* [Source passage]:
╔══

I love writing. It makes me happy. Or, at least, that's what I keep telling myself. And it's not a lie. Writing, the actual writing part, does make me happy! It's the plotting that proves to be very frustrating, most of the time.
I don't know what it is, but plotting, at least for me, is not easy. It takes a lot of time and effort for me to commit to a plot line. And even once I have committed, I'm still never completely satisfied.
So, last week, post plotting meltdown (I'm not kidding. I do actually have those... weekly), I was surfing one of my favorite authors' website for little nuggets of authorly wisdom, and actually, that's exactly what I found.
Here's one little nugget (of many) from the New Moon Outtakes page on Stephenie Meyer's website:
New Moon Outtakes
Come, gentle night; come, loving, black-browed night;
Give me my Romeo; and, when I shall die,
Take him and cut him out in little stars,
And he will make the face of heaven so fine
That all the world will be in love with night...
—Romeo and Juliet Act III scene ii
"This quote was the original epigraph for New Moon. Why did it change? As I spent more time with the book, I decided I wanted the epigraph to be more representative of danger and potential heartbreak. Though this quote also has some nice foreshadowing, I had to choose—the romance or the warning? I went with the warning.

╚══

* [Data]:
╔══

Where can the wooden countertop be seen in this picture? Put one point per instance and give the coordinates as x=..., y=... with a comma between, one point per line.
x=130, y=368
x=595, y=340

╚══

* [Required actions]:
**1)** In the blog post on plotting, swap "plotting" for "outlining" in the part that opens with the words containing "I don't know" and closes with "what I found.", and write that part out.
**2)** In the blog post on plotting, which play and scene does the original epigraph for New Moon come from?
The listing comes from a separate source.

* [Exercise solutions]:
**1)**
I don't know what it is, but outlining, at least for me, is not easy. It takes a lot of time and effort for me to commit to a plot line. And even once I have committed, I'm still never completely satisfied.
So, last week, post outlining meltdown (I'm not kidding. I do actually have those... weekly), I was surfing one of my favorite authors' website for little nuggets of authorly wisdom, and actually, that's exactly what I found.

**2)** Romeo and Juliet, Act III scene ii.